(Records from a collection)

*** Block opens ***

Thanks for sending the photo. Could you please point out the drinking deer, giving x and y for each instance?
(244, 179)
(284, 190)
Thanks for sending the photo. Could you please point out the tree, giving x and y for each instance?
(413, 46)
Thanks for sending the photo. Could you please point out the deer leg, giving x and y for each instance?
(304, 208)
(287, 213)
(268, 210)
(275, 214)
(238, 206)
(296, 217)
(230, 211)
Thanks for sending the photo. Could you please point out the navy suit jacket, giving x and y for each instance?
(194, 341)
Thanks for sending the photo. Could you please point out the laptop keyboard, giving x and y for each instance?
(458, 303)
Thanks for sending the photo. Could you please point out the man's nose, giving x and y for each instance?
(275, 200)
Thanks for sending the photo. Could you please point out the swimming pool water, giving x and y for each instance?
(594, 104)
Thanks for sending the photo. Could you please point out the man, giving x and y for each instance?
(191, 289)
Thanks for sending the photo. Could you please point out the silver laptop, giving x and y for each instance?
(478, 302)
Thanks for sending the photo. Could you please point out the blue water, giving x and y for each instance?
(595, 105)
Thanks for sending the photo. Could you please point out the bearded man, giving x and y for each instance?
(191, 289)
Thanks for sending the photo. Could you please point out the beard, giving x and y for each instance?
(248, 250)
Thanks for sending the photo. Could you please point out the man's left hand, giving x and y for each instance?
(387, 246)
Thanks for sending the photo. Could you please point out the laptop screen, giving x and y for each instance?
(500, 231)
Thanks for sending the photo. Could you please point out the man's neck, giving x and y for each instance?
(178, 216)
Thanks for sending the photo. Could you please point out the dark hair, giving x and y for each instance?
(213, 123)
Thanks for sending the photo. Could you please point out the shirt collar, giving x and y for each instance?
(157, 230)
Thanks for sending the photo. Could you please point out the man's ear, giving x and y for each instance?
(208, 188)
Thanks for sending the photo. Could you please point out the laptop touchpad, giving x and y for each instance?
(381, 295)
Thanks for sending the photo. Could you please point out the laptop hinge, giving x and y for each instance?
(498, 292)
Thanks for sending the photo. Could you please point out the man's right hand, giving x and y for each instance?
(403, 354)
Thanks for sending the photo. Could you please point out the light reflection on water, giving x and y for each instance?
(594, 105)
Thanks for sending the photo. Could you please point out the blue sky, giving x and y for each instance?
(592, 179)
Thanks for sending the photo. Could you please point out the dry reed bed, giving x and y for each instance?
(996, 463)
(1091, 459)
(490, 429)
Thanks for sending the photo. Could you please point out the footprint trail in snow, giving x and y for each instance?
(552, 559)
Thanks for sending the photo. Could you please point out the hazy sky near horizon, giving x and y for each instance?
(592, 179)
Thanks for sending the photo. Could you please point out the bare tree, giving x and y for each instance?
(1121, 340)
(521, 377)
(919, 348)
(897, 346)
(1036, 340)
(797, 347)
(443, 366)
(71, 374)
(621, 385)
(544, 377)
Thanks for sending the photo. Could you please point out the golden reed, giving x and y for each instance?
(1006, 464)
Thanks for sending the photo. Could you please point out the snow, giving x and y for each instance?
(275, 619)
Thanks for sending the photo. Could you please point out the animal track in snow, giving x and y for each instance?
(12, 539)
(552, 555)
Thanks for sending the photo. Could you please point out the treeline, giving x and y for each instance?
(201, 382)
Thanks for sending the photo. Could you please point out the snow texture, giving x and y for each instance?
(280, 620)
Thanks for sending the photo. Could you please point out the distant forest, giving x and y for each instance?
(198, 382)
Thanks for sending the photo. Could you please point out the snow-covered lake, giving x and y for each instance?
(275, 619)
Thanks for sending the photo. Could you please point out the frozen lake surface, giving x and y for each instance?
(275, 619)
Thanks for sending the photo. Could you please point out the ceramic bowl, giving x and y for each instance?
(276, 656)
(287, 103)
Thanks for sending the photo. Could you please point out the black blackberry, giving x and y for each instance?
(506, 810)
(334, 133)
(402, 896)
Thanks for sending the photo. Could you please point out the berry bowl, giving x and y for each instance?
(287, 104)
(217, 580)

*** Block closes ***

Each record must be printed again, word for word, with nothing dropped.

Thanks for sending the photo. Could you please point out the drinking deer, giving x and y for each instance?
(244, 179)
(284, 190)
Thanks for sending the photo. Could you please point out the tree, giving x and y for each instance?
(413, 46)
Thanks for sending the photo. Could you please point out the deer leg, giving x and y for each instance?
(304, 208)
(287, 213)
(268, 210)
(275, 214)
(238, 206)
(296, 217)
(230, 211)
Thanks for sending the photo. Could you please point out the navy suit jacket, giving x and y for each instance?
(194, 341)
Thanks for sending the photo. Could you please point out the laptop keyboard, giving x and y for each instance?
(458, 303)
Thanks for sending the photo. Could you please point out the man's nose, giving x and y for each instance?
(275, 200)
Thanks for sending the photo. Could you please point out the swimming pool water, giving x and y for each instance?
(594, 104)
Thanks for sending the photo. Could you please point out the man, giving x and y for each instance?
(191, 289)
Thanks for sending the photo. Could you please point out the silver laptop, giving x and y for each instance?
(478, 302)
Thanks for sending the photo. Could you please point out the blue water, giving x and y for each instance?
(595, 105)
Thanks for sending the photo. Could you please point out the bearded man, giving x and y for each instance?
(191, 289)
Thanks for sending the photo. Could you please point out the beard, giving x and y for each instance?
(248, 250)
Thanks for sending the photo. Could you please point out the man's left hand, giving x and y for each instance?
(387, 246)
Thanks for sending the photo. Could you please point out the laptop screen, giving x and y for each instance?
(500, 231)
Thanks for sending the photo. Could you please point out the man's neck, giving x and y for each instance?
(178, 216)
Thanks for sending the photo. Could you please point out the dark hair, giving x and y for each instance?
(213, 123)
Thanks for sending the photo. Could you please point out the shirt collar, giving x and y for each instance?
(157, 230)
Thanks for sending the photo. Could you please point out the man's ear, giving x and y for each instance?
(208, 188)
Thanks for sending the photo. Could you please point out the laptop touchpad, giving x and y for each instance?
(381, 295)
Thanks for sending the photo. Could you please point out the laptop hinge, giving x and y for each instance?
(498, 292)
Thanks for sending the photo. Could you please point out the man's right hand, giving x and y for each instance?
(403, 354)
Thanks for sending the photo. Could you please point out the light reflection on water, giving x and y for each instance?
(594, 105)
Thanks for sending the photo. Could you please point out the blue sky, giving x and y for each instance?
(592, 179)
Thanks for sending the photo. Could you please point out the dry reed bed, giving x and y for each instance?
(996, 463)
(1091, 459)
(490, 429)
Thanks for sending the photo. Could you please point out the footprint trail in snow, giving x and y for each instance?
(552, 559)
Thanks for sending the photo. Could you please point out the hazy sky near horizon, giving x and y for each instance?
(592, 179)
Thanks for sending the photo. Could you please point out the bare tree, giving x and y for each instance?
(1121, 340)
(521, 377)
(919, 348)
(897, 346)
(1036, 340)
(797, 347)
(443, 366)
(71, 374)
(621, 385)
(544, 377)
Thanks for sending the photo. Could you please point out the golden reed, giving x and y for each instance?
(1006, 464)
Thanks for sending the photo. Could you please point out the snow, giving x and y for each instance?
(275, 619)
Thanks for sending the photo. Could you please point out the animal track in snow, giving x and y for each instance?
(12, 539)
(552, 555)
Thanks for sending the photo. Could you please point out the treeline, giving x and y for each instance?
(201, 382)
Thanks for sending the photo. Could you please point out the snow texture, giving x and y for each instance?
(280, 620)
Thanks for sending the photo. Could you please point out the distant forest, giving x and y for each instance?
(198, 382)
Thanks for sending the photo. Could you please point out the snow-covered lake, giving x and y for each instance?
(275, 619)
Thanks for sending the photo. Could you please point out the frozen lake surface, giving x and y for each instance?
(275, 619)
Thanks for sending the photo. Could you please point out the ceramic bowl, giving x and y for each instance?
(276, 656)
(287, 103)
Thanks for sending the photo. Could you please point out the black blackberry, giving x and y for each instance?
(506, 810)
(334, 133)
(402, 896)
Thanks for sending the photo. Could you please point out the berry bowl, giving x and y for each instance?
(287, 104)
(217, 580)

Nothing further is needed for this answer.